Exercise task: Write every record out again exactly, and keep images out of it.

━━━━━ Input data

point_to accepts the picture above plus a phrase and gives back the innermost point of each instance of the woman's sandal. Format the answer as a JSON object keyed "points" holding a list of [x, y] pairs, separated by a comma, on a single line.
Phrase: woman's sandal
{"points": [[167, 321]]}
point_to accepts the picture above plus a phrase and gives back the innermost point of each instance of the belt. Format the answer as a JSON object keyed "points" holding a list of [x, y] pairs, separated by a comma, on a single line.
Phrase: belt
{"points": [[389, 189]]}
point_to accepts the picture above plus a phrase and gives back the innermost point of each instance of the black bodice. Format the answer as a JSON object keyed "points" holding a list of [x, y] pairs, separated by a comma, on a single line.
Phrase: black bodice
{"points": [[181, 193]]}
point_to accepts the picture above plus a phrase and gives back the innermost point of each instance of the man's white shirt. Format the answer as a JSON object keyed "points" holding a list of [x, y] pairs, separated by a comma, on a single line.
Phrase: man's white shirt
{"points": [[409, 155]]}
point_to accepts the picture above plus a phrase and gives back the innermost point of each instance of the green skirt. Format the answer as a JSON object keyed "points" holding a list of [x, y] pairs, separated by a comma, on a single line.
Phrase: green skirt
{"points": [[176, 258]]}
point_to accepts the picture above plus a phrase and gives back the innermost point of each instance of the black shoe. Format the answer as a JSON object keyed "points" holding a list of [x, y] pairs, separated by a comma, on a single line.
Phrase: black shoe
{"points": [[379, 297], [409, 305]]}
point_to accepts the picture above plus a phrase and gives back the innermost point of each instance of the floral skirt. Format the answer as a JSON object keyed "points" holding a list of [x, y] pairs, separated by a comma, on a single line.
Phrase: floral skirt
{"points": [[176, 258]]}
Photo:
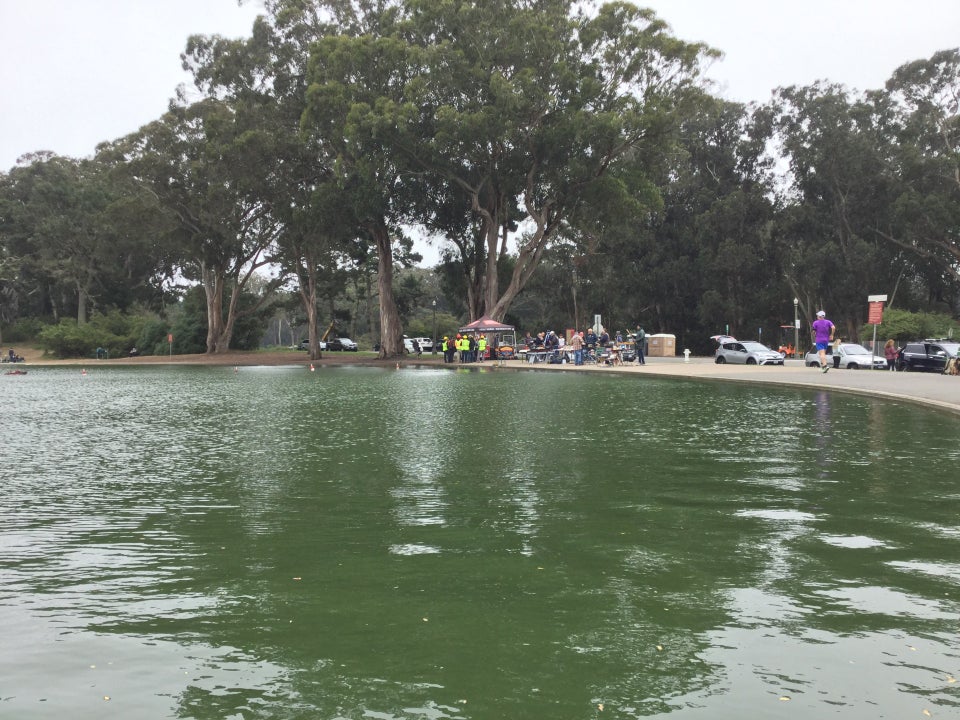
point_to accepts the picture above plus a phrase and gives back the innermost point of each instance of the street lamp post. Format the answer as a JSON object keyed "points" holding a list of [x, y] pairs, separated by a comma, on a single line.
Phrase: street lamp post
{"points": [[796, 328]]}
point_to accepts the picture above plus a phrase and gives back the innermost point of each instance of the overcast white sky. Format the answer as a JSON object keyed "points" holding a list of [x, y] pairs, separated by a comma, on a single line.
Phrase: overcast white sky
{"points": [[74, 73]]}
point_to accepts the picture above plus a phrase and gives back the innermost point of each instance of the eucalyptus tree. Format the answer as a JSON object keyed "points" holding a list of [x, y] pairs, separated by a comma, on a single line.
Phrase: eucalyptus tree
{"points": [[839, 192], [522, 107], [924, 120], [210, 164], [355, 70], [77, 243]]}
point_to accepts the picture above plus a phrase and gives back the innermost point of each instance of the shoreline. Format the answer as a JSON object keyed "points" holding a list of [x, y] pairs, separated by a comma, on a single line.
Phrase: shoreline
{"points": [[931, 390]]}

━━━━━━━━━━

Exercise response:
point_to accepts the picture above plus a phrase and gives back the innermost point of each instance of the woman's sandal. Format the answer as a JSON object keyed "points" holding a list of [x, y] pairs, separated by a comma, on a single line.
Phrase: woman's sandal
{"points": [[167, 321]]}
point_to accepts the picture above plus a phrase and gives back the innermost point of each instance of the belt. Format the answer as a JSON object keyed "points" holding a list of [x, y] pairs, separated by a comma, on a single line.
Phrase: belt
{"points": [[389, 189]]}
point_to accepts the picture above plus a phrase and gives back the innermost point of each instance of the black bodice. Format the answer as a JSON object keyed "points" holding a list of [x, y] pairs, separated by a comma, on a single line.
Phrase: black bodice
{"points": [[181, 193]]}
point_to accepts the picture above plus a phrase and gives back the innermost point of each instance of the man's white shirt. Format the answer as a JSON object keyed "points" holding a list of [x, y] pairs, separated by a comma, on a single line.
Phrase: man's white shirt
{"points": [[409, 155]]}
point_to accepts the picture above plus a phrase and gives back the innermost point of each instance of the green skirt. Format the answer as a JSON object keyed "points" holding a list of [x, y] pairs, separated by a comma, on a single line.
Phrase: green skirt
{"points": [[176, 258]]}
point_to accepts the picture above plus a phrase and gives back the innermost point of each instance of the black shoe. Format the answer as a JSON object keyed "points" holding a list of [x, y] pairs, separated by a comma, on a single line.
Phrase: black shoe
{"points": [[379, 297], [409, 305]]}
point_to accepts the picture above plus a phrase and gives back the innermost point of each instance of the floral skirt. Format the answer as a JSON object keyed "points" holding a list of [x, y] pairs, separated by a comma, on a single line.
Phrase: floral skirt
{"points": [[176, 258]]}
Photo:
point_to accepts the picture above plus a phrase and gives back the innermost point of each instance of the street lamp post. Format the answer as a JSON object keyed "points" holding a list of [x, y] pairs, separated by a comma, on a single line.
Phrase: street lamp post
{"points": [[796, 328]]}
point_to accepts the picture above plus a phrase and gives back the innermost point of each instance of the overcast white sky. Format the answer as a JSON object keyed "points" holding a list of [x, y] pairs, separated by a comma, on a single line.
Phrase: overcast white sky
{"points": [[74, 73]]}
point_to accepts the picture above plus a phrase and gives back the innermost point of each instance of the eucalyptus tree. Format the answer as a JSON object keyed "points" holding a list of [x, y] pairs, separated by a comma, on a single line.
Phrase: eucalyptus tree
{"points": [[839, 192], [522, 107], [924, 120], [210, 164], [355, 70], [77, 243]]}
point_to accepts the picture above plus a phrase and gives back the innermost point of each instance of the shoreline. Format the answer as a JSON object keyed "points" holding a list of [x, y] pairs, separated by a comma, on a single line.
Phrase: shoreline
{"points": [[931, 390]]}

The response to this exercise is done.